A.P. Moller-Maersk Group is among the first maritime enterprises worldwide to pledge its commitment to attaining carbon neutrality across its entire fleet by the year 2040. In 2021, it announced the order of the world's first carbon-neutral methanol-powered container ship (with digital systems optimizing fuel efficiency by 25%) and continued to invest in the ordering of multiple methanol dual-fuel ships. The company actively uses digital technologies (such as artificial intelligence, big data) to optimize ship routes and energy efficiency. Pilot projects such as the AI navigation optimization pilot / Maersk navigation optimization program, which can help ships reduce fuel consumption and carbon dioxide emissions by on average (according to reports from the maritime professional media Lloyd's List: Report title: *Maersk claims 2-4% fuel savings from AI navigation system). In the context of the Maersk case study, Maersk Line utilized blockchain technology to establish a ship carbon data ledger, dynamically analyzed route energy efficiency, optimized speed and fuel usage, and thereby derive carbon data trading services. This example highlights the significant impact of digital technology in facilitating the low-carbon transformation of traditional processes [11].
Digital green integration policies have systematically covered the provincial to industrial levels. Research in this area has demonstrated that the digital green integrated economy has established an adequate mechanism for achieving objectives of sustainable development through technological innovation and capital support, resulted in a substantial improvement in the magnitude and quality of carbon emission reduction, optimized resource allocation, and promoted upgrading of industry and environmental governance [12]. Moreover, the rise in the volume of green patents (mechanism variable) serves to substantiate the pivotal function of GTI in industrial transformation, especially in the transformation of high-energy-consuming industries to technology-intensive industries. The quantitative effect of policy tools (such as fiscal incentives) is reflected in the subsequent improvement in carbon emission reduction efficiency (carbon total factor productivity increased by 1.20%), which indirectly reflects the intensity of industrial transformation. Simultaneously, it is evident that GTI is directly embedded in the critical nexuses of production and consumption through technical and demonstration effects, thereby promoting the process of carbon emission reduction [12].
3.3. Feedback effect: how GTI reinforces DE
While the previous sections establish that DE fosters green high-quality growth through GTI (DE → GTI → outcomes), the relationship may also operate in reverse: mature green technologies can feed back to strengthen firms’ digital capabilities. According to the latest reports from the IMF, OECD, World Bank and other institutions in 2025, development of the digital economy has been demonstrated to exert a significant positive impact on DE, and its mechanism of action and impact path have been more deeply verified [6]. Research has concluded that green innovation can be divided into two categories: breakthrough environmental technologies and strategic innovation of incremental improvements; the former shows a stronger feedback effect on digital systems [6]. In addition, some companies that strategically integrated green technologies not only improved their environmental performance but also significantly saved costs, which to some extent had a positive impact on corporate DE [13]. However, relevant research has found that the influence of GTI on DE is context-dependent: when enterprises use AI as the main axis of digitalization, excessive green technology investment will dilute AI resources, resulting in insignificant improvement in TFP [14]. In traditional, energy-intensive industries, GTI's role in reducing energy consumption and improving data quality significantly amplifies the effects of DE [6]. This amplification is not uniform across all contexts, suggesting that the GTI's mediating effect is non-linear in nature, necessitating the differentiation of various digital-led technologies [6].

INFORMATION PROVIDED
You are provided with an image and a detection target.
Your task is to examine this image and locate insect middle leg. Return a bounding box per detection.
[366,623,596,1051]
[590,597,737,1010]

EXERCISE OBJECTIVE
Translate this sentence from the article above into Spanish: "The company actively uses digital technologies (such as artificial intelligence, big data) to optimize ship routes and energy efficiency."

SOLVED PROBLEM
La empresa utiliza activamente tecnologías digitales (como la inteligencia artificial y los macrodatos) para optimizar las rutas de los buques y la eficiencia energética.